» **GIVEN PASSAGE**:
---------------
The Internet is rife with dandelion wine recipes – some of which have been passed down through the generations — clearly showing that there is no one true way to make the stuff. Some use the whole flower heads only (no petals), some use flower heads and greenery but no stalks, some use flower heads, greenery and stalks, and still others only use the flower petals. However, they all have dandelions — lots of dandelions — and some form of sweetener.
Wine made from dandelion petals (rather than the whole head) has a gentler taste and is more aromatic than wine made from the whole heads. Wine made from the whole heads has a heavier taste because of a higher concentration of tannin. The choice, then, is a taste preference and a timesaving preference. Plucking the petals is time-intensive, after all.
Dandelion wine is light tasting and lacks body for some wine drinkers. Therefore, many recipes call for bodybuilding ingredients, such as raisins, dates, figs or even rhubarb. How much sugar you add in the wine-making process determines whether the end product is dry, semi-sweet or sweet.
How to Harvest Dandelions
Dandelions tend to close up at night, so your best bet is to choose a hot, dry sunny afternoon to pick your dandelions. Avoid flowers that are damp or wet.
Arm yourself with a bucket, because you need about a gallon of flower heads to make a gallon of wine. If you are just using flower heads, pluck off the heads and gently place them in the bucket. If necessary, you can pick your dandelions over the course of a few days, but store them in the freezer until you have enough flowers for the amount of dandelion wine you want to make.
Harvesting for dandelion wine
If you have small children, you can enlist their help. Kids enjoy picking dandelions, and they can help cut down on the bending you would have to do if you tackle the project alone.
---------------
Stored entries
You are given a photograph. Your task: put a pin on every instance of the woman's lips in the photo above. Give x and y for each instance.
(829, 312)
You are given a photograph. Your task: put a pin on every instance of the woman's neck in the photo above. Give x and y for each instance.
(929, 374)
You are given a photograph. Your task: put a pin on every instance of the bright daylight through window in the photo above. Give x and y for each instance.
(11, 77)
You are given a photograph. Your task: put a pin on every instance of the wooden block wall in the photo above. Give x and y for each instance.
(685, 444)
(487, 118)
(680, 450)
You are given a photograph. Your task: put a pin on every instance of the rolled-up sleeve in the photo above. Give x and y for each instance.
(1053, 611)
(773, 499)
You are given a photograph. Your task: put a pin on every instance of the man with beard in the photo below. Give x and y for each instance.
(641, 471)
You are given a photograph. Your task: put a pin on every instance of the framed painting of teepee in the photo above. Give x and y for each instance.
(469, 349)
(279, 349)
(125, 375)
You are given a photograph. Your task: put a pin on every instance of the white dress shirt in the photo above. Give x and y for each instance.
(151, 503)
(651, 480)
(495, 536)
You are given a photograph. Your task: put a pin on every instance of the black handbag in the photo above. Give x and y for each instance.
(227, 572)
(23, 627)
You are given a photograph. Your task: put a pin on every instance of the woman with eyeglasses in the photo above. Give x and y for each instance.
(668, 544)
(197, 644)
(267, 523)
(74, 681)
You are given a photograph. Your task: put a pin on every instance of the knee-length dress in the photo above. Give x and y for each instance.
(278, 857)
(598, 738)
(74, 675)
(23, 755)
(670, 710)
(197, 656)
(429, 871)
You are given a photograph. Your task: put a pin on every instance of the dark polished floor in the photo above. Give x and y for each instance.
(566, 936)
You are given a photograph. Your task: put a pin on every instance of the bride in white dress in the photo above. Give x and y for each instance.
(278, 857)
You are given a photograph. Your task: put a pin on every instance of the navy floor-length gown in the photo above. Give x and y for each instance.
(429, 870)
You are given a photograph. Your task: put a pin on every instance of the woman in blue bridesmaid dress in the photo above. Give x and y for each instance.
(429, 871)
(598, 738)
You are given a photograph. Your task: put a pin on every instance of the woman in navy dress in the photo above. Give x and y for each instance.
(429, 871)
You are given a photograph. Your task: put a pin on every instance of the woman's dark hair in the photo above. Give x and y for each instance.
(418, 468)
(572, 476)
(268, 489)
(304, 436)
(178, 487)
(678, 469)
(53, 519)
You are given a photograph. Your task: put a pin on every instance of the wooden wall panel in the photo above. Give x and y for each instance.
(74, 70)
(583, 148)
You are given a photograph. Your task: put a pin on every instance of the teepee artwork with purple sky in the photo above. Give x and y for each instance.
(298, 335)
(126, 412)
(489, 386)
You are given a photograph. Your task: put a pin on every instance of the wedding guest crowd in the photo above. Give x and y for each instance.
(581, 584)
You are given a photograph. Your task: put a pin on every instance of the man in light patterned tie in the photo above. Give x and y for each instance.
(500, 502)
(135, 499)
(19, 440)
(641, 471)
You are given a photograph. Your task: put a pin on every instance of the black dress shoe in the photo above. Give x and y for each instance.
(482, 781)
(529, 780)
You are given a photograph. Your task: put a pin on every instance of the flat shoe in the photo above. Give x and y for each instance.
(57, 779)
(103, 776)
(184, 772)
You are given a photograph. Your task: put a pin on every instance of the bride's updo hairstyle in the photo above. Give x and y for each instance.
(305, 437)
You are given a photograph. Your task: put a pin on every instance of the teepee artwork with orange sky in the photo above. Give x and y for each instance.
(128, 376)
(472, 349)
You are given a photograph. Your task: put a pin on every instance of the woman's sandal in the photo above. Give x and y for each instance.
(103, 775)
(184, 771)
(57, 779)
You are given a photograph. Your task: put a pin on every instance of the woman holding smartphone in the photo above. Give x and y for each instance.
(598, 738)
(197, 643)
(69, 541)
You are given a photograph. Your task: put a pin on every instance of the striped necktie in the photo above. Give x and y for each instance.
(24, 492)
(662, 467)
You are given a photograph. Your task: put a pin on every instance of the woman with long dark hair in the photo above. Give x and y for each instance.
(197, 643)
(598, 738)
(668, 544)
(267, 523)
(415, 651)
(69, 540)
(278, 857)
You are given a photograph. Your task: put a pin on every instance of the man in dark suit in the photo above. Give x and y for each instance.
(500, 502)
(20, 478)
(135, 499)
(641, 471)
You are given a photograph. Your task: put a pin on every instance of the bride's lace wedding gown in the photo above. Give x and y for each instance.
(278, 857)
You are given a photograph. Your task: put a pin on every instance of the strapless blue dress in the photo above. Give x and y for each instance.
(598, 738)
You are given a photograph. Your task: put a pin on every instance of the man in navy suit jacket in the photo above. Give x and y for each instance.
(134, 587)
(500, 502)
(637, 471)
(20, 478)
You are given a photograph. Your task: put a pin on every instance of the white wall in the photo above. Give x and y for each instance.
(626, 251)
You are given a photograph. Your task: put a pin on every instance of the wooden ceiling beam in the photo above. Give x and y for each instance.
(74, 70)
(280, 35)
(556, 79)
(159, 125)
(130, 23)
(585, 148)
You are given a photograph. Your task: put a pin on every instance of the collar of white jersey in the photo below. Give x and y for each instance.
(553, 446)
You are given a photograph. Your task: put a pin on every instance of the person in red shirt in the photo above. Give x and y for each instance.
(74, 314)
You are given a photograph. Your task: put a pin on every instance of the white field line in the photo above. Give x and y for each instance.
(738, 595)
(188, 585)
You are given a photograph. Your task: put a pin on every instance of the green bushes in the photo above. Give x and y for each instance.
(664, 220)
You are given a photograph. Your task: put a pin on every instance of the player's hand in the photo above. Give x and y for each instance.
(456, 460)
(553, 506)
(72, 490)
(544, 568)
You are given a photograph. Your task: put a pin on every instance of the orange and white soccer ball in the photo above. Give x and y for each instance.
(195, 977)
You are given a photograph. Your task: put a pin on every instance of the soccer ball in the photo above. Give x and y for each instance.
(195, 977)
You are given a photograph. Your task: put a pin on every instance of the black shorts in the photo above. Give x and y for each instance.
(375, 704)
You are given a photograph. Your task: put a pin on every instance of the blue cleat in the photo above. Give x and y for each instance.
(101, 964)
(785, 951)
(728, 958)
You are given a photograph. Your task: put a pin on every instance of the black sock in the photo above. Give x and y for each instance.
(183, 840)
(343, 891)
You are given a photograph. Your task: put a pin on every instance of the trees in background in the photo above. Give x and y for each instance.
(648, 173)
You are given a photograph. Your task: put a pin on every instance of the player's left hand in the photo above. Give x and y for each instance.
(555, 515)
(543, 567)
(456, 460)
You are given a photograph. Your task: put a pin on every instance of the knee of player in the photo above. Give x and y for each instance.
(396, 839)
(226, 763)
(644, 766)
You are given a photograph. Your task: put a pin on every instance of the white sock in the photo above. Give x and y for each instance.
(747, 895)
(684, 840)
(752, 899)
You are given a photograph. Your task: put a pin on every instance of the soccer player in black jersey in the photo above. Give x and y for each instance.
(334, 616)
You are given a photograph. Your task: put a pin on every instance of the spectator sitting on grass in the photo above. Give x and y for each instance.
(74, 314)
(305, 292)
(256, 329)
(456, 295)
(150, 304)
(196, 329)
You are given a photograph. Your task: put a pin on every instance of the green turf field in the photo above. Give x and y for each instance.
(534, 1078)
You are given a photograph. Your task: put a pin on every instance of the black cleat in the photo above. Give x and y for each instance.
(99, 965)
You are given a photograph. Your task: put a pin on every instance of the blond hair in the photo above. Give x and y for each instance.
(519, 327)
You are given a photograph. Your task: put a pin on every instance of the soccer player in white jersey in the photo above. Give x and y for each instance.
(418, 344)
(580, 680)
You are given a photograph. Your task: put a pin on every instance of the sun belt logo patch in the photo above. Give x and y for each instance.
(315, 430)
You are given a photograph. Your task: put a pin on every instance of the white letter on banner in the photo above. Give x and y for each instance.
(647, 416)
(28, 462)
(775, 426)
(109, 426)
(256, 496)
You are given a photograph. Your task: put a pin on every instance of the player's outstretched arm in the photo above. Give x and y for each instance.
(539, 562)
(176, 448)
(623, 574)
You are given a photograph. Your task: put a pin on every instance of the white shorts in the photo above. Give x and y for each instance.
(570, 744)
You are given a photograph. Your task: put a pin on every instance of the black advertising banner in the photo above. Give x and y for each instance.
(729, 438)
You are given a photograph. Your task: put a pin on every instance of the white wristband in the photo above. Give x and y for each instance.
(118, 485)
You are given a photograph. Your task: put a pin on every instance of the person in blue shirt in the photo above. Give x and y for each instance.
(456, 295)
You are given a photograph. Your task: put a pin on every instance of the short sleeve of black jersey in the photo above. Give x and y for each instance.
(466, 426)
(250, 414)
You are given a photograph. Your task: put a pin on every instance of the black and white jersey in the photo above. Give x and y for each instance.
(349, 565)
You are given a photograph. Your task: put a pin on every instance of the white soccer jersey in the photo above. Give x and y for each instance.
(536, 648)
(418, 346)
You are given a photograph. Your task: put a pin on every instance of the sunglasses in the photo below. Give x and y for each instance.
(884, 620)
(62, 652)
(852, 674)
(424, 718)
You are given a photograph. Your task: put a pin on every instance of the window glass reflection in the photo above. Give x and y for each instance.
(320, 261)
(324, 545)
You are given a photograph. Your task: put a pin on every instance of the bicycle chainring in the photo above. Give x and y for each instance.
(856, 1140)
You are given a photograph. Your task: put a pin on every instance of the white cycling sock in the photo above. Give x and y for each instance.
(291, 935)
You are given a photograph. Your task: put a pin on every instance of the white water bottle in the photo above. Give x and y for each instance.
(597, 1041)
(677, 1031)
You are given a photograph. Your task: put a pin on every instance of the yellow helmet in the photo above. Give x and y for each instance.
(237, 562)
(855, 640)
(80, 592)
---------------
» **TASK SET**:
a: From the dandelion wine passage, extract the text from "Wine made from dandelion" to "time-intensive, after all.".
b: Check each statement against the dandelion wine passage. Answer yes or no, and quote the words that decide it.
(i) Wine made from dandelion petals has a heavier taste than wine made from the whole heads.
(ii) Dandelions tend to close up at night.
(iii) Making a gallon of wine takes about a gallon of flower heads.
c: Using the dandelion wine passage, answer these questions:
(i) Which bodybuilding ingredients do many recipes call for?
(ii) Where should dandelions picked over a few days be kept until there are enough?
(iii) What determines whether the finished wine is dry, semi-sweet or sweet?

» **RESULTS**:
a:
Wine made from dandelion petals (rather than the whole head) has a gentler taste and is more aromatic than wine made from the whole heads. Wine made from the whole heads has a heavier taste because of a higher concentration of tannin. The choice, then, is a taste preference and a timesaving preference. Plucking the petals is time-intensive, after all.

b:
(i) No: "Wine made from the whole heads has a heavier taste because of a higher concentration of tannin."
(ii) Yes: "Dandelions tend to close up at night"
(iii) Yes: "you need about a gallon of flower heads to make a gallon of wine"

c:
(i) Raisins, dates, figs or even rhubarb.
(ii) In the freezer.
(iii) How much sugar is added in the wine-making process.